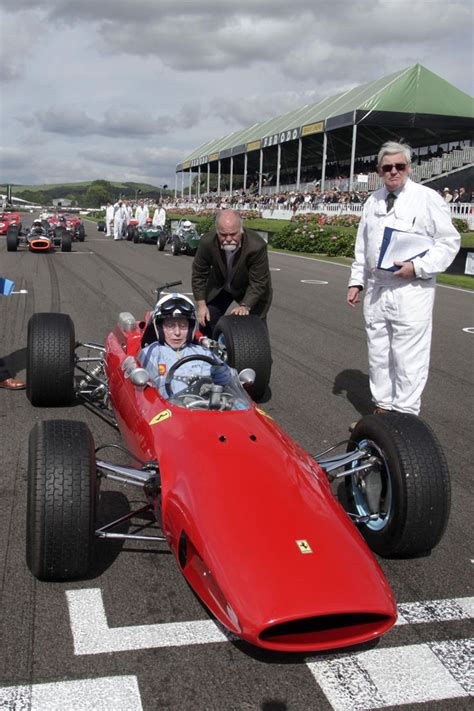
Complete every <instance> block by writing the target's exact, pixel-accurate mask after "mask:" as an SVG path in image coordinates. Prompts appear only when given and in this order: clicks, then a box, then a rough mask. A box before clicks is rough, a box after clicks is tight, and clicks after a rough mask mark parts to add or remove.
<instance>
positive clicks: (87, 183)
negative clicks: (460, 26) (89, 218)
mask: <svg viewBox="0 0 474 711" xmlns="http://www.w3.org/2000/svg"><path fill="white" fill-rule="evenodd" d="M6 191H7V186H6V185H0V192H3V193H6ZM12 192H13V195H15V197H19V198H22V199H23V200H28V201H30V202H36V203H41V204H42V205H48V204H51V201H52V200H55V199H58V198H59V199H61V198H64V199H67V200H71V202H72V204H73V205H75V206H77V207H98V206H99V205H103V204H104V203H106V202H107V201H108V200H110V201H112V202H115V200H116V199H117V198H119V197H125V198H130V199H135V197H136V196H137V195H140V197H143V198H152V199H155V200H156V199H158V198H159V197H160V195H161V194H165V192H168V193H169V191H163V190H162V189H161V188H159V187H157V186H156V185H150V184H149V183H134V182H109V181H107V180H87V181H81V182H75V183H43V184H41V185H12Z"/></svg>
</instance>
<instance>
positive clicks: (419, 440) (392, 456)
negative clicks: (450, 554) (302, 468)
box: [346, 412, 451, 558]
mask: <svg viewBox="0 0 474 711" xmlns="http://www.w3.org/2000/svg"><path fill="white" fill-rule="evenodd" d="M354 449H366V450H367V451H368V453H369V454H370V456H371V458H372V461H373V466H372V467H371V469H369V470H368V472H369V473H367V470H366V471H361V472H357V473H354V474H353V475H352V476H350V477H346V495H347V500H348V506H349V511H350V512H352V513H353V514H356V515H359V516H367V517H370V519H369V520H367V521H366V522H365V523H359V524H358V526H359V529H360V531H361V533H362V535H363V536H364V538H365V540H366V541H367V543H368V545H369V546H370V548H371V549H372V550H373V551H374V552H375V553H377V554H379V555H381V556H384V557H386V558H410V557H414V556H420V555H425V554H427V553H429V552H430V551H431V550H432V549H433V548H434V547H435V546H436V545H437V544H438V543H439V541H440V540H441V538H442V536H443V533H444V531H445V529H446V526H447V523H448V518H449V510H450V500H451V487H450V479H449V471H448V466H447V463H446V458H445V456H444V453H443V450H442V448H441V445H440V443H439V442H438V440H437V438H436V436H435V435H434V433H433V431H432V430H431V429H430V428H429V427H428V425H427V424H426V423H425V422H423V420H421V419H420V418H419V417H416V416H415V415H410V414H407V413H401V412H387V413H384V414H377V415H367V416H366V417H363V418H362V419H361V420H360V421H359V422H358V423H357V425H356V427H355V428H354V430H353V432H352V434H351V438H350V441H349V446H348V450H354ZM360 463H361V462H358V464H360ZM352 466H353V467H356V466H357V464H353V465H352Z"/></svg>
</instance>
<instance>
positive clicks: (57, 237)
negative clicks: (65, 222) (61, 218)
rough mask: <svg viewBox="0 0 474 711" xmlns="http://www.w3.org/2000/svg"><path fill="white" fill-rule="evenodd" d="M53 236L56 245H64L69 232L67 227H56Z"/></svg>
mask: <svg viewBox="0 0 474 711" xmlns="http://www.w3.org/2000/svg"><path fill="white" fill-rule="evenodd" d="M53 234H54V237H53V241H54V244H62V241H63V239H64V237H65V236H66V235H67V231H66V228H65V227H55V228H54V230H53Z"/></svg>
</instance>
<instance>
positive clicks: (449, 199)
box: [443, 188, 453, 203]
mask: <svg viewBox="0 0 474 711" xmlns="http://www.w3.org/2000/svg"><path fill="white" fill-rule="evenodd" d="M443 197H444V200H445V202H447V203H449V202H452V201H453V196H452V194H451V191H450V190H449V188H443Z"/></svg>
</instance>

^^^^

## WHAT YOU WILL DO:
Sift the material for lines with the string "positive". Copy each one found.

## ANSWER BELOW:
positive clicks: (87, 183)
positive clicks: (419, 440) (392, 456)
positive clicks: (57, 237)
positive clicks: (449, 199)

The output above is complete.